» **To be done**
A - In the excerpt on Catholic views of death below, translate this sentence into Spanish: "Catholics used to describe such an end as a 'good and happy death'."
B - Answer these questions using the excerpt on Catholic views of death below:
(i) To whom do Catholics pray so that they may be granted a merciful judgement at the end of this life?
(ii) What does the word "euthanasia" mean, according to the excerpt?
(iii) What is the name of the place where those who die unrepentant in a state of mortal sin spend eternity?
— START Text provided —
From 'Dystopia' on the site of the Guild of Blessed Titus Brandsma
Our time on Earth is brief. Every day, week, month, year just seems to elapse quicker than did the last. None of us knows the hour of our death, which is one reason why Catholics pray to Our Lady, that at the end of our sojourn in this life we may be granted a merciful judgement, having died in God's friendship, fortified by the Sacraments.
Catholics used to describe such an end as a 'good and happy death'. In that sense, Catholics are keen on euthanasia - which means 'good death', because while we may require purification after death, our long term vision is nothing more or less than the Beatific Vision of God Himself. That's a good death.
A bad death is the one in which a person dies in a state of mortal sin, unrepentant. Those who die in such a state, according to the Church's teaching, have their state fixed in rejection of God and spend eternity eternally separated from Him in a place we know as Hell.
— END Text provided —
— START Records provided —
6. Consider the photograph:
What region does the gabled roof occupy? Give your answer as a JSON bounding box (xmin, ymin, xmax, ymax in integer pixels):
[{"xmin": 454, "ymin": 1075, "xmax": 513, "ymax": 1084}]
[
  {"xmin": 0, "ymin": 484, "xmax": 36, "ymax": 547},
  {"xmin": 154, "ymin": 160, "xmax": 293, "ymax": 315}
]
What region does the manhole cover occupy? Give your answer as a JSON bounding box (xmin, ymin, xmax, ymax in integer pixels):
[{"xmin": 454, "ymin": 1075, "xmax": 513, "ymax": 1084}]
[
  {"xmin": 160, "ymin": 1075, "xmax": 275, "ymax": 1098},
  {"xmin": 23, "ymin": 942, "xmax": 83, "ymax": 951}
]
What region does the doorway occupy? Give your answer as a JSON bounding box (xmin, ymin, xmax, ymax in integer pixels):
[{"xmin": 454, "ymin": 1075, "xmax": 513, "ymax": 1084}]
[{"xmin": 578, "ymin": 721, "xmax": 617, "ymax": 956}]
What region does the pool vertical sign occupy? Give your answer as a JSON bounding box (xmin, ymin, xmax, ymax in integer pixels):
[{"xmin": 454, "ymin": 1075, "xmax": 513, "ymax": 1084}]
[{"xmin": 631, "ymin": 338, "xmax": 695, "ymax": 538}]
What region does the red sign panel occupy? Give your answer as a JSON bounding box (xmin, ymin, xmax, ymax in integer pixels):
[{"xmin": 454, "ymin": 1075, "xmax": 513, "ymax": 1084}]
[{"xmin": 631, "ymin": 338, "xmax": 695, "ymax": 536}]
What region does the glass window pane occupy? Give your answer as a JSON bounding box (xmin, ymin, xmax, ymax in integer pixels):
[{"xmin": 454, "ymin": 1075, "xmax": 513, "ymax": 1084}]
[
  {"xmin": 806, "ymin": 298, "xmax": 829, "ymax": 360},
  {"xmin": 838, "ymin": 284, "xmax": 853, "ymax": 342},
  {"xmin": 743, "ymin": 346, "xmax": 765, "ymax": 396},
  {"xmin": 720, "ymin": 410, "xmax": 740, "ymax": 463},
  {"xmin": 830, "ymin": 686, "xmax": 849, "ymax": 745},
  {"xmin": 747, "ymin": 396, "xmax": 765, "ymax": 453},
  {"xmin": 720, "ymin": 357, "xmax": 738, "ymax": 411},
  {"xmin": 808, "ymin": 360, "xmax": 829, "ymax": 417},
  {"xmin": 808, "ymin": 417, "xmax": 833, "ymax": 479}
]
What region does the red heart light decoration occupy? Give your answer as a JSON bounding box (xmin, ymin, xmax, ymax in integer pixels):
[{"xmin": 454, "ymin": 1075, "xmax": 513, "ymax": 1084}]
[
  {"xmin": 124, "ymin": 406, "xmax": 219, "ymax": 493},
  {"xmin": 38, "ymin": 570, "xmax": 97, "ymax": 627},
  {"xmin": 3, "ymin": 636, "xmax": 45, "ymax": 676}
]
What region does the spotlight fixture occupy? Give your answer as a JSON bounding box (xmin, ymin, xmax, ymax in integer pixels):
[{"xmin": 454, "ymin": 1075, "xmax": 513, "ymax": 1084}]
— END Records provided —
» **Worked solutions**
A - Los católicos solían describir un final así como una «muerte buena y feliz».

B -
(i) Our Lady
(ii) "Good death"
(iii) Hell